◆ Goal of the exercise
In the records below, count every line where the string "Locate" appears, and reply with the count only.

(Information)

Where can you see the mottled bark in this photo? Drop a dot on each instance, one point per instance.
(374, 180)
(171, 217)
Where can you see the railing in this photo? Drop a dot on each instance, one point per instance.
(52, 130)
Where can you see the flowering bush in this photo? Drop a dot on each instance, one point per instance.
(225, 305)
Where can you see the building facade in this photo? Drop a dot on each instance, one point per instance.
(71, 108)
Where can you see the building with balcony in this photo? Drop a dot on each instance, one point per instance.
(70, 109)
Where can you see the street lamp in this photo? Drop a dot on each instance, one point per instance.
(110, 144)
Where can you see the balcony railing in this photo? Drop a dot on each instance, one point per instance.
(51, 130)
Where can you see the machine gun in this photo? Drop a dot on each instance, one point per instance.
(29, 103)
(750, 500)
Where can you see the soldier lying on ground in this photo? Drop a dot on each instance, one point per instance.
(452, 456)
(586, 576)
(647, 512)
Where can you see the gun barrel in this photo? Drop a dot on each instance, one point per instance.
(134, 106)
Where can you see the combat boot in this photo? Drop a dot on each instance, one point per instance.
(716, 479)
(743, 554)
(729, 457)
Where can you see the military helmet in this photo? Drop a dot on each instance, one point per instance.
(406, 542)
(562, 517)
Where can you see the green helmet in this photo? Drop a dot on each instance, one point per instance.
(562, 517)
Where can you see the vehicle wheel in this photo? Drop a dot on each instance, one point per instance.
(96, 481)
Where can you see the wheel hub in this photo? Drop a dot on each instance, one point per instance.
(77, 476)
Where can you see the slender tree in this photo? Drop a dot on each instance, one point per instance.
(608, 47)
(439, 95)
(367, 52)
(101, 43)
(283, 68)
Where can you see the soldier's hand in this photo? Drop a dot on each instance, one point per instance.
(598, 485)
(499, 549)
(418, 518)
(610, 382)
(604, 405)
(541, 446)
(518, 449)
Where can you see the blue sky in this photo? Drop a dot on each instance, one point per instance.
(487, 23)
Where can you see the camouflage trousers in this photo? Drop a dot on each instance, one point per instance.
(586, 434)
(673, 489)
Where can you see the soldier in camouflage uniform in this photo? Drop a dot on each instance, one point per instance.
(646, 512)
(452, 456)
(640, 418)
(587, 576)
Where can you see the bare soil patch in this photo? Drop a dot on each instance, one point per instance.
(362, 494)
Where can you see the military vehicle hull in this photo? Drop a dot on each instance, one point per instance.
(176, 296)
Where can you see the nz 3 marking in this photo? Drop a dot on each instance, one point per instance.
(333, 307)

(End Information)
(Information)

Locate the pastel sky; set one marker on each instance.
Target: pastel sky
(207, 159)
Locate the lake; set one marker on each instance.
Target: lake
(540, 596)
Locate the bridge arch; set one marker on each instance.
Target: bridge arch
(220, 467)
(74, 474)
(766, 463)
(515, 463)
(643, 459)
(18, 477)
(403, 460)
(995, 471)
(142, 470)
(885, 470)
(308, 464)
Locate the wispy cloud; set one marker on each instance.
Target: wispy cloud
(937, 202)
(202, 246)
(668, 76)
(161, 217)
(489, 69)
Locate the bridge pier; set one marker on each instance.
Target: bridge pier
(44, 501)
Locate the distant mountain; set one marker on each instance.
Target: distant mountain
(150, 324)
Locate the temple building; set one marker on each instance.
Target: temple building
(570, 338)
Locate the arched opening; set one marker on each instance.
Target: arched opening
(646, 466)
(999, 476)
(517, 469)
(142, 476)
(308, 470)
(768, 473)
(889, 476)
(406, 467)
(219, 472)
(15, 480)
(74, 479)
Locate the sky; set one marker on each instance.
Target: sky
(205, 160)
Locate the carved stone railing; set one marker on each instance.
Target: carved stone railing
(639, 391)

(End Information)

◆ Final answer
10